* **Directive**
Rewrite every item below as a numbered list, leaving out any blank lines.

* **Data entries**
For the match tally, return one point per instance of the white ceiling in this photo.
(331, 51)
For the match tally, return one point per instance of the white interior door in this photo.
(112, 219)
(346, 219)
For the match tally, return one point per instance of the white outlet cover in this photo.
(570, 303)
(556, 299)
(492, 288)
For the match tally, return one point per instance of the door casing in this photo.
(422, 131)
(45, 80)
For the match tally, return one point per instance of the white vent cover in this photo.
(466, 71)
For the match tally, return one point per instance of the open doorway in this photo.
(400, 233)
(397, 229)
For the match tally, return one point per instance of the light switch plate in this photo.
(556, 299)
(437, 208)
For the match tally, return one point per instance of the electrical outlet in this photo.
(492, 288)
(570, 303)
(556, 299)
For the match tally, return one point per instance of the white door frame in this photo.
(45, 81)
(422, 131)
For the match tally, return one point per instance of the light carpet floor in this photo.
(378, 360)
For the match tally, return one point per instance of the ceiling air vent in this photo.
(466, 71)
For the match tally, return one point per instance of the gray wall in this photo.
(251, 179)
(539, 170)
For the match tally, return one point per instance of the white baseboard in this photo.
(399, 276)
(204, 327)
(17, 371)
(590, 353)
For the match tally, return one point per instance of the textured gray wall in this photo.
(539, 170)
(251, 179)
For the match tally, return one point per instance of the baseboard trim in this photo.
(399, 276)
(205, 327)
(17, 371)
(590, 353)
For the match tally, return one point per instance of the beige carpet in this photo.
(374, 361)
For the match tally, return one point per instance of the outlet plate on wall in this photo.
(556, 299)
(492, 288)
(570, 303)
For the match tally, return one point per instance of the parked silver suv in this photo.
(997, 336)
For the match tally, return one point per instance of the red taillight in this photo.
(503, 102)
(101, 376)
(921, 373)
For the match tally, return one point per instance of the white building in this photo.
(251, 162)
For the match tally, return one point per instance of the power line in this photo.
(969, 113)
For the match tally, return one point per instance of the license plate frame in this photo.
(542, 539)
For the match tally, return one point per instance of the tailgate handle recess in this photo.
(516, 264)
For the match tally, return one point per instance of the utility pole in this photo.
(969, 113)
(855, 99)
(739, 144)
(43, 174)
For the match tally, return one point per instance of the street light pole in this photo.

* **Exercise answer**
1. For the match tally, return one point per instance of the white ceiling in this photo.
2. (331, 51)
3. For the match tally, return one point per instance of the white interior door in this photo.
4. (112, 219)
5. (346, 219)
6. For the match tally, return one point per instance of the white outlet cover in this photo.
7. (570, 303)
8. (556, 299)
9. (492, 288)
10. For the match tally, return one point per instance of the door casing in this photo.
11. (422, 131)
12. (45, 80)
13. For the match tally, return one point per instance of the white vent cover in this photo.
14. (466, 71)
15. For the match tally, return one point per instance of the open doorway in this photo.
16. (400, 233)
17. (397, 229)
18. For the match tally, return one point per instance of the light switch plate in this photo.
19. (556, 299)
20. (437, 208)
21. For the match tally, return one point per instance of the electrical outlet in this photo.
22. (492, 288)
23. (570, 303)
24. (556, 299)
25. For the match tally, return one point per instance of the white door frame in this photo.
26. (45, 81)
27. (422, 131)
28. For the match tally, return one point per instance of the light carpet floor in this photo.
29. (378, 360)
30. For the match tally, return one point per instance of the ceiling air vent in this photo.
31. (466, 71)
32. For the match tally, return one point per instance of the gray wall in this photo.
33. (251, 179)
34. (539, 170)
35. For the match tally, return one point per instance of the white baseboard in this photo.
36. (399, 276)
37. (204, 327)
38. (17, 371)
39. (590, 353)
40. For the match tally, return one point per instance of the textured gray wall in this photo.
41. (539, 170)
42. (251, 179)
43. For the match tally, return one point per instance of the baseboard trim in this photo.
44. (399, 276)
45. (205, 327)
46. (17, 371)
47. (590, 353)
48. For the match tally, return one point per instance of the beige carpet in this photo.
49. (374, 361)
50. For the match tally, return one point per instance of the outlet plate on wall in this photo.
51. (556, 299)
52. (492, 288)
53. (570, 303)
54. For the match tally, return one point per instance of the parked silver suv in this photo.
55. (997, 336)
56. For the match tally, return one point per instance of the red taillight in this photo.
57. (503, 102)
58. (101, 376)
59. (921, 373)
60. For the match tally, return one point per instance of the white building in this photo.
61. (251, 162)
62. For the match tally, return one point per instance of the power line in this photo.
63. (969, 113)
64. For the match tally, return one point per instance of the license plate frame in this photo.
65. (542, 539)
66. For the match tally, return one point per instance of the tailgate handle recess in this photo.
67. (516, 264)
68. For the match tally, return one point per instance of the utility pole in this photo.
69. (969, 113)
70. (855, 99)
71. (739, 144)
72. (43, 174)
73. For the match tally, return one point per instance of the street light pole in this photo.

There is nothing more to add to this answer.